Top of GIVEN RECORDS

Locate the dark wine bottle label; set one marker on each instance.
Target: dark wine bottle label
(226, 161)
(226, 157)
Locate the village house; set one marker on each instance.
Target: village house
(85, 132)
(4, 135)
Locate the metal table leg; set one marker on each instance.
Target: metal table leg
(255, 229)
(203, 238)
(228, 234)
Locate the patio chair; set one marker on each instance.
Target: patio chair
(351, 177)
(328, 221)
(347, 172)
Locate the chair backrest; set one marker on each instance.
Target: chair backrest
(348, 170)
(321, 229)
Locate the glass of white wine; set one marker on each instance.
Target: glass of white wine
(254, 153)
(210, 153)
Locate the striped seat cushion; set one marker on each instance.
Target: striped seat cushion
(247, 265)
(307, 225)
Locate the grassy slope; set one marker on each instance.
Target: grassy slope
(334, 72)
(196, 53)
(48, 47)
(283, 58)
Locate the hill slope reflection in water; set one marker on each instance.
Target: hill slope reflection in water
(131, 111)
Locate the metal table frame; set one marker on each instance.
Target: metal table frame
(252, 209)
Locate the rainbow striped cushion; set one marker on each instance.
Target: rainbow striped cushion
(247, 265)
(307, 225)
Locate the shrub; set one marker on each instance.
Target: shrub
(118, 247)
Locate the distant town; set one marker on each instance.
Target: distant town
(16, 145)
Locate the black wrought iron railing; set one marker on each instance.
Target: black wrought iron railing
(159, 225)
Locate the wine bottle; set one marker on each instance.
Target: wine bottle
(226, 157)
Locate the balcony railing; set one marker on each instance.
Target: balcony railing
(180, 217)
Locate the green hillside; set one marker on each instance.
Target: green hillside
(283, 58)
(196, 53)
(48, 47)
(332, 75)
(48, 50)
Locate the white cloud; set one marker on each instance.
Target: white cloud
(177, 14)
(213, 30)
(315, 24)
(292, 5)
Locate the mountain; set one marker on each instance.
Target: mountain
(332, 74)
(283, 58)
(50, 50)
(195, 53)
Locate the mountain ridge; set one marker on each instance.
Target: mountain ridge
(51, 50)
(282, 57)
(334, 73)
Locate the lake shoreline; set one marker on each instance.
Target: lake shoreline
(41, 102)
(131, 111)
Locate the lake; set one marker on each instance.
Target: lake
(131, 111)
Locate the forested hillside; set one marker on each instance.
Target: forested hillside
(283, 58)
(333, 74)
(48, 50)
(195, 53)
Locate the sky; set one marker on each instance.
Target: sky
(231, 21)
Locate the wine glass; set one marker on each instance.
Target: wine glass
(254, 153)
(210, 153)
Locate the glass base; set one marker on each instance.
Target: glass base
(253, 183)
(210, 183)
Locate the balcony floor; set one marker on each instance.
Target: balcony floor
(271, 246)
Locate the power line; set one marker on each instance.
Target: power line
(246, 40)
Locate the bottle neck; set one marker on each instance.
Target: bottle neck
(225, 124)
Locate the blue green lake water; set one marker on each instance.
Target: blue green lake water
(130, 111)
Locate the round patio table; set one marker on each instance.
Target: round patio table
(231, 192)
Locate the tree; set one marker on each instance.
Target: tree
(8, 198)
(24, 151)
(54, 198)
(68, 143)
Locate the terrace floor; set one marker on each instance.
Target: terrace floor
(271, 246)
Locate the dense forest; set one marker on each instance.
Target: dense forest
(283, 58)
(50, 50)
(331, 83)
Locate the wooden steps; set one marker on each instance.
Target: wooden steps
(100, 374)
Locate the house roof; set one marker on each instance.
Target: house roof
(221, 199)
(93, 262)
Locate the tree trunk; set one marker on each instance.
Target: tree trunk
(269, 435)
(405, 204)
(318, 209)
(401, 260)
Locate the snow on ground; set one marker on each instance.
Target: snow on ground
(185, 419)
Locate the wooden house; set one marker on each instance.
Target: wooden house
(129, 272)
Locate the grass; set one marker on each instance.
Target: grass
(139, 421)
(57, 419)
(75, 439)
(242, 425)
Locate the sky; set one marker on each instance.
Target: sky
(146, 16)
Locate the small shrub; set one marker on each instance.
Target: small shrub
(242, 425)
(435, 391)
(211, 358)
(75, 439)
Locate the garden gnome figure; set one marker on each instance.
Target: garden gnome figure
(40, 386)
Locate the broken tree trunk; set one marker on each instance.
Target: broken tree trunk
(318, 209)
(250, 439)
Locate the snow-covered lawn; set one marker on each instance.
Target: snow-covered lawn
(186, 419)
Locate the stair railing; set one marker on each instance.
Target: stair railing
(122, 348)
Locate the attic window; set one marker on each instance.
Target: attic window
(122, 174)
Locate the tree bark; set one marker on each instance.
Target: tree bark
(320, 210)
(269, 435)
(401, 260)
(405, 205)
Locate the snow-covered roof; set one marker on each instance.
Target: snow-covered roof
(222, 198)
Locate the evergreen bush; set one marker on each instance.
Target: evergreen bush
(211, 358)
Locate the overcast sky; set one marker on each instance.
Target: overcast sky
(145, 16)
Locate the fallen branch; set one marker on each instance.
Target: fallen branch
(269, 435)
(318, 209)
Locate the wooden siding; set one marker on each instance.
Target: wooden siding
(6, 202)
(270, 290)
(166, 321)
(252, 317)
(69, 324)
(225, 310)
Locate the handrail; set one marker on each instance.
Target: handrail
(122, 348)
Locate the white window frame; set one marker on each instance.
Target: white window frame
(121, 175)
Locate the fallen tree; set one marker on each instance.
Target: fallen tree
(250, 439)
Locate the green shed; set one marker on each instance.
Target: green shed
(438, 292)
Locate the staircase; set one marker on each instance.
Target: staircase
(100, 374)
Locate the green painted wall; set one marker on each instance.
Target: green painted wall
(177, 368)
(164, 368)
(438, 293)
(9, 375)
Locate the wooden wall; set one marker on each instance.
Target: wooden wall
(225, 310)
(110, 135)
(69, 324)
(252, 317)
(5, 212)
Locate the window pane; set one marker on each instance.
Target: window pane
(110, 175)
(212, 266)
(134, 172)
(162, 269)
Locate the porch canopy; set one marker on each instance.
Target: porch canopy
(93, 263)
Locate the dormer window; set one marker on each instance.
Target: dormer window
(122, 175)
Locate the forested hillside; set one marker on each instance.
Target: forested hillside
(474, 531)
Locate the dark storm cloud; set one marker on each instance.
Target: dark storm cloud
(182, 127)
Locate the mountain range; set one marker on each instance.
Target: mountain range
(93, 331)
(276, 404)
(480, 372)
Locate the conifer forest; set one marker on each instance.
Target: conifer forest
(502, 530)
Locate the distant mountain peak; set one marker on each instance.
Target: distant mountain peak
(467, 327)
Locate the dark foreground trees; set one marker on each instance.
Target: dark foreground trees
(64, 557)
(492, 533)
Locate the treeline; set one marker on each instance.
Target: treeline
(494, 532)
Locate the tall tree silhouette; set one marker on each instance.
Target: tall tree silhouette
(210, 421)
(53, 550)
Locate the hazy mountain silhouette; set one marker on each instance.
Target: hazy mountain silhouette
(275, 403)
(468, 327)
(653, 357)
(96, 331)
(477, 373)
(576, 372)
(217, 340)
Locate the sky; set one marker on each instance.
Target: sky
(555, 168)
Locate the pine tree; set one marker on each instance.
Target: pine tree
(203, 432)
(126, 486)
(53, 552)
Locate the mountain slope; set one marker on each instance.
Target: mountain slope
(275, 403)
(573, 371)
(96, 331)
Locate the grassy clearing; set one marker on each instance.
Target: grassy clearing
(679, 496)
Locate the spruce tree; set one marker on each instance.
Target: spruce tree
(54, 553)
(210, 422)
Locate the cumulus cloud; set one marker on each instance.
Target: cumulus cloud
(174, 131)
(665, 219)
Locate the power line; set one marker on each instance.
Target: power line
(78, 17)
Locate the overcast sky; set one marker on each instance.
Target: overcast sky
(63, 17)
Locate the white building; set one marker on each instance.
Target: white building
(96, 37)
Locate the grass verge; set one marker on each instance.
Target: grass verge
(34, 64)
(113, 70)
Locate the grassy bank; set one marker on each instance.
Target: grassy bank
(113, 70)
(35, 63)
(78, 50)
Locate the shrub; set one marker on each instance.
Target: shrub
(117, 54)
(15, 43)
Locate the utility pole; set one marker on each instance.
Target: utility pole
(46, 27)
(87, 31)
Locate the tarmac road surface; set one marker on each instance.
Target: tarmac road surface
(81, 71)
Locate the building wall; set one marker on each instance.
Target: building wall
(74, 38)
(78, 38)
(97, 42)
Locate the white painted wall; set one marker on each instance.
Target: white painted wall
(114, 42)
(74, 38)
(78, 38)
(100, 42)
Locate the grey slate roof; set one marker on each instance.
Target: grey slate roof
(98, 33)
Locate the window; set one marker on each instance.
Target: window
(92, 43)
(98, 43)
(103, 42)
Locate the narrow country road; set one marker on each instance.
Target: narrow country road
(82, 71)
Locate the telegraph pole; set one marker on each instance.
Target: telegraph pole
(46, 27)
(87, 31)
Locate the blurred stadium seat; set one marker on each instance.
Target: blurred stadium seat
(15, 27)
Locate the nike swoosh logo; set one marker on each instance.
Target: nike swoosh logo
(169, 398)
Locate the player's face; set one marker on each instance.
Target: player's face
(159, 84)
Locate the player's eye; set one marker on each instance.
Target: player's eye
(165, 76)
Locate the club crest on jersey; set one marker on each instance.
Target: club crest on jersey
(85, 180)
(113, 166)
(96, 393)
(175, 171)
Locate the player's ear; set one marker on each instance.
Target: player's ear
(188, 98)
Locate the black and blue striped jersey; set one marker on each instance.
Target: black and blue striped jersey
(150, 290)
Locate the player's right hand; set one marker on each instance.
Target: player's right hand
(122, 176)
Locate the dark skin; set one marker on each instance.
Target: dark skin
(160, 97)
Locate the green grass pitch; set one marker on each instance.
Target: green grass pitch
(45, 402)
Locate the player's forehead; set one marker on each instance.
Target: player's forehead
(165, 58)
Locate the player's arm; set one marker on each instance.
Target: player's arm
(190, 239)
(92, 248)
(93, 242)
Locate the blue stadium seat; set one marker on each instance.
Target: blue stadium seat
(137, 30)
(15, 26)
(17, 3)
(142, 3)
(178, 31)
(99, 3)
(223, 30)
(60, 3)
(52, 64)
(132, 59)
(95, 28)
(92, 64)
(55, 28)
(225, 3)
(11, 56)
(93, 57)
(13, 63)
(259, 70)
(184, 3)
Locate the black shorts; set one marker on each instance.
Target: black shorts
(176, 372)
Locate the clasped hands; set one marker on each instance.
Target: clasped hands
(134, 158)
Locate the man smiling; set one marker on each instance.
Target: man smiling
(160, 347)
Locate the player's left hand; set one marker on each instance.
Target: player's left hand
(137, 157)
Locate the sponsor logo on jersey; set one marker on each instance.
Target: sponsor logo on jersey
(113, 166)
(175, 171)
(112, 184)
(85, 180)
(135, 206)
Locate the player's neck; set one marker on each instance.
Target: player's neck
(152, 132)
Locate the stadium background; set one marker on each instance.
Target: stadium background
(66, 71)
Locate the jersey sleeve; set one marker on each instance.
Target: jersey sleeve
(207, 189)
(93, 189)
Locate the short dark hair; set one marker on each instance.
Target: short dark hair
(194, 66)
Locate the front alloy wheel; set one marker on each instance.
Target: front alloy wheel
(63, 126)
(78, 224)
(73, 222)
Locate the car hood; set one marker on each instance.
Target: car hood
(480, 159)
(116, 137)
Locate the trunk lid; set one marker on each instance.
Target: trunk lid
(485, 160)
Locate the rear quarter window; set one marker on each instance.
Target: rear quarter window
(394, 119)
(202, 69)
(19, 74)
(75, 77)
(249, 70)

Bottom of GIVEN RECORDS

The listing above holds a line with "Locate the fallen tree;" and a line with "Locate the green painted". Print the stretch from the first through the second, exactly and alone.

Locate the fallen tree; set one marker on each instance.
Target: fallen tree
(250, 439)
Locate the green shed; set one marker on each instance.
Target: green shed
(438, 292)
Locate the staircase; set one marker on each instance.
Target: staircase
(100, 374)
Locate the green painted wall; set one marker on each instance.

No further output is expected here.